> [DATASET ROWS]

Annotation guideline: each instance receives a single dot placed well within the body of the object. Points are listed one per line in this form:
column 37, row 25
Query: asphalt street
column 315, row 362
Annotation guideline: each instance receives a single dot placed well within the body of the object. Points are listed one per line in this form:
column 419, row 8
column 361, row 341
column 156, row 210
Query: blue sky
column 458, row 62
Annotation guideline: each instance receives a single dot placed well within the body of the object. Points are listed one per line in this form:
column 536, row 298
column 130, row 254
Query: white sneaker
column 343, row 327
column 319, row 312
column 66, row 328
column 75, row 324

* * *

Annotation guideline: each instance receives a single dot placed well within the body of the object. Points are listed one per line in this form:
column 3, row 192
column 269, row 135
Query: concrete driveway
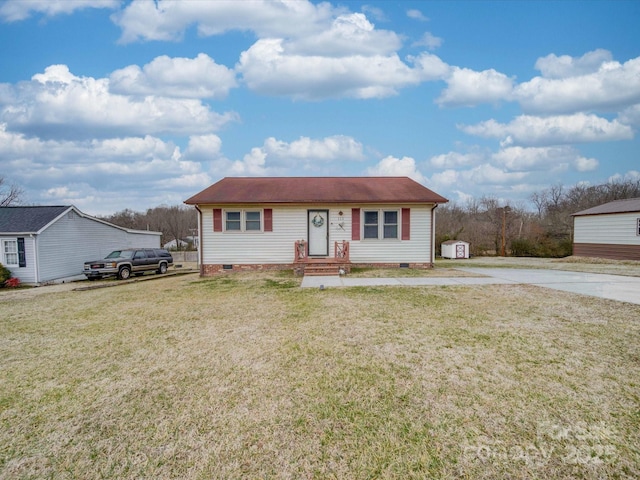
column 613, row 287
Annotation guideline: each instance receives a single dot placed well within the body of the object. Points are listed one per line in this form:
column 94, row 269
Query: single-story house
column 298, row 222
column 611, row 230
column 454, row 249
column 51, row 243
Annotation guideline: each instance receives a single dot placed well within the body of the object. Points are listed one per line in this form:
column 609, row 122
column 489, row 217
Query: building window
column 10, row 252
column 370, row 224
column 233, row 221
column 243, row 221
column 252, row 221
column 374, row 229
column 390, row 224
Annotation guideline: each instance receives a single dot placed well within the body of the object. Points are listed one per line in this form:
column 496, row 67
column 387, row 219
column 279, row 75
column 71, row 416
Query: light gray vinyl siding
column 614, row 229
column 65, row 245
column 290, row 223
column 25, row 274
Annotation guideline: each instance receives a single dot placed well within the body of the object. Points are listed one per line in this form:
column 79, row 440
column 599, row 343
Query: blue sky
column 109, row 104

> [AIM]
Pull out every line of the rows above that contains the string "Query", keeping them in their original order.

> [PROBLEM SOLUTION]
Query: asphalt street
Query: blue sky
Query: white sneaker
Query: concrete driveway
Query: single-story house
Query: building window
Query: light gray vinyl siding
Query: blue sky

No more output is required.